TAREA 1 »
Reproduce sin cambios el tramo del texto sobre la muerte de Brahms que va desde "Un 3 de abril" hasta "cruentas guerras mundiales.".
TAREA 2 »
Indica, según el texto sobre la muerte de Brahms, de qué enfermedad murió el compositor.
TAREA 3 »
Prosigue el texto sobre la muerte de Brahms a partir de su última oración.

──────── TEXTO PARA ANALIZAR

Un 3 de abril de 1897, sábado, falleció en Viena Johannes Brahms, víctima de cáncer al hígado. Muchos consideran que su muerte cierra todo un ciclo de la música: con él se despiden los antiguos linajes artísticos que remontaban a Bach, Schütz o aun antes, cultores de un “artesanato inspirado” que abarcaba lo cotidiano y lo sublime, en acatamiento a una tradición considerada un tesoro para nutrirse uno mismo y al cual aportar nuevos caudales.
Con la desaparición de Brahms, la música alemana seguiría principalmente la estela grandiosa de Wagner y llegaría a los límites de la tonalidad, hasta romper con todo en la revolución de Schönberg mientras el antiguo mundo europeo se venía abajo con cruentas guerras mundiales.

────────────────
──────── DATOS DE ORIGEN

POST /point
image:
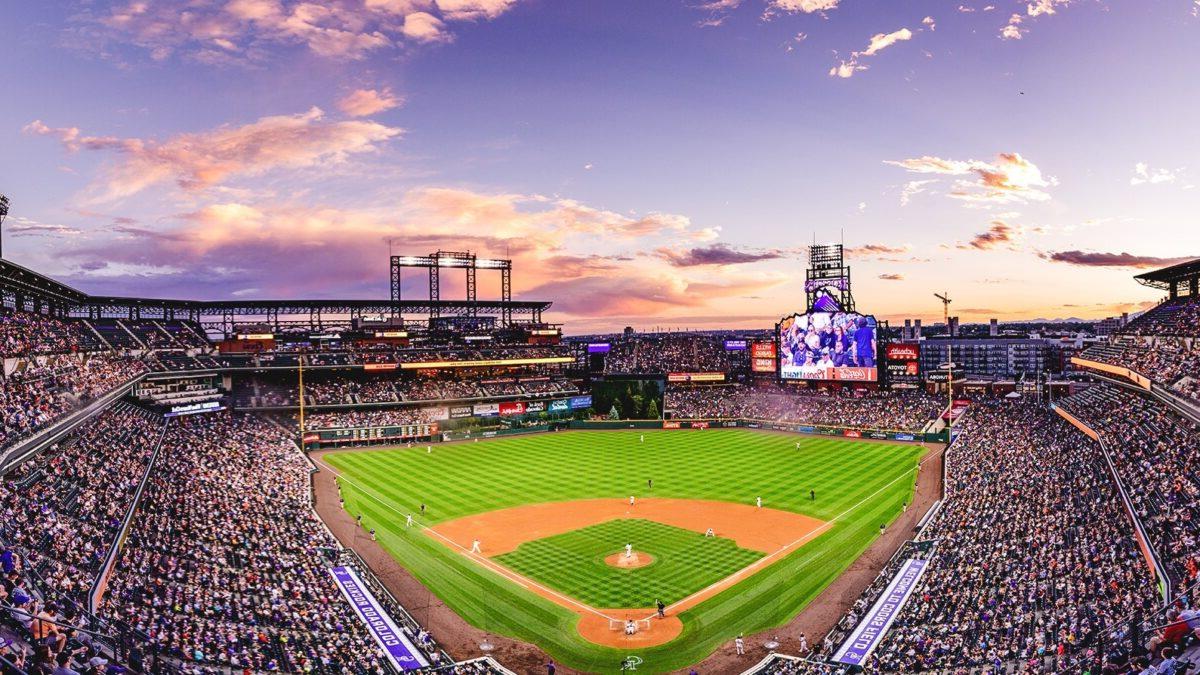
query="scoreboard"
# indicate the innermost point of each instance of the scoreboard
(333, 437)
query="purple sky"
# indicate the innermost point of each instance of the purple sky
(646, 162)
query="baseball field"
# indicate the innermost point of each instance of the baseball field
(562, 538)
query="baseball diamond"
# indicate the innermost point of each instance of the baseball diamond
(547, 509)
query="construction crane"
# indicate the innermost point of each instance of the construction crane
(945, 297)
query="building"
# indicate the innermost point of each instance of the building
(994, 358)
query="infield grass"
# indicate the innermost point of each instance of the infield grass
(684, 562)
(858, 487)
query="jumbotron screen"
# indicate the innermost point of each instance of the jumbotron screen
(838, 346)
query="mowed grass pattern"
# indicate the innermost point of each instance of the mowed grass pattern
(863, 484)
(574, 562)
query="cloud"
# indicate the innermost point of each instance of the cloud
(804, 6)
(877, 42)
(875, 250)
(717, 255)
(912, 189)
(364, 102)
(1009, 178)
(999, 233)
(229, 31)
(196, 161)
(18, 226)
(1090, 258)
(1144, 175)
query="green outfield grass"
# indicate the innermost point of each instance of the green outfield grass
(858, 484)
(684, 562)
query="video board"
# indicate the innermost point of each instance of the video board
(834, 346)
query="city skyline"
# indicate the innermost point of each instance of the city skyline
(643, 163)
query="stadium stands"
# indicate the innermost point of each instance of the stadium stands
(905, 412)
(1035, 557)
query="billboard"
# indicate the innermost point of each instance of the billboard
(838, 346)
(762, 357)
(695, 377)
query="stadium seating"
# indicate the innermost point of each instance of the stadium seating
(909, 412)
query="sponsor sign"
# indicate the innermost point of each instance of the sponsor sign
(513, 407)
(696, 377)
(436, 413)
(869, 632)
(484, 363)
(899, 352)
(486, 410)
(401, 652)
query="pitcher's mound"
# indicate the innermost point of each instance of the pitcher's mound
(629, 562)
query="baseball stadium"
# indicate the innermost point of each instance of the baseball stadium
(599, 338)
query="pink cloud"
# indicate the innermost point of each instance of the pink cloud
(363, 102)
(202, 160)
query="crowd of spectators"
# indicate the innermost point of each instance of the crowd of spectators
(25, 333)
(1167, 360)
(657, 354)
(899, 411)
(1036, 559)
(1177, 318)
(63, 509)
(225, 566)
(43, 389)
(1155, 452)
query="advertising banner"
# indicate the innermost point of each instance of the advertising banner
(486, 410)
(899, 352)
(390, 638)
(869, 632)
(511, 407)
(828, 345)
(696, 377)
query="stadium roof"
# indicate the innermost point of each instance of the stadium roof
(21, 281)
(1168, 275)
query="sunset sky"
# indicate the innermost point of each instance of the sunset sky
(645, 162)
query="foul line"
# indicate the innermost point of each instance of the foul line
(486, 562)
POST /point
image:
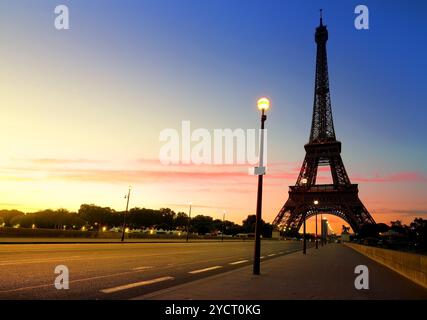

────────────────

RESPUESTA FINAL 1 »
Un 3 de abril de 1897, sábado, falleció en Viena Johannes Brahms, víctima de cáncer al hígado. Muchos consideran que su muerte cierra todo un ciclo de la música: con él se despiden los antiguos linajes artísticos que remontaban a Bach, Schütz o aun antes, cultores de un “artesanato inspirado” que abarcaba lo cotidiano y lo sublime, en acatamiento a una tradición considerada un tesoro para nutrirse uno mismo y al cual aportar nuevos caudales.
Con la desaparición de Brahms, la música alemana seguiría principalmente la estela grandiosa de Wagner y llegaría a los límites de la tonalidad, hasta romper con todo en la revolución de Schönberg mientras el antiguo mundo europeo se venía abajo con cruentas guerras mundiales.

RESPUESTA FINAL 2 »
De cáncer al hígado.

RESPUESTA FINAL 3 »
* Respecto de lo anterior, acotó mi amigo Carlos Sala, “aun así, Schoenberg lo tomaba como modelo para el trabajo temático y de la variación constante. Intérpretes de música del siglo XX, recomiendan cantar Schoenberg con la misma carga emocional que hacen con Brahms”.
Yo soy un brahmsiano, y eso ustedes ya lo saben (también un schubertiano, lo cual es perfectamente afín). Hoy es un día para escuchar alguna de las cuatro sinfonías del barbudo maestro de Hamburgo, y para repetir la famosa divisa de la música germana: Bach, Beethoven y Brahms.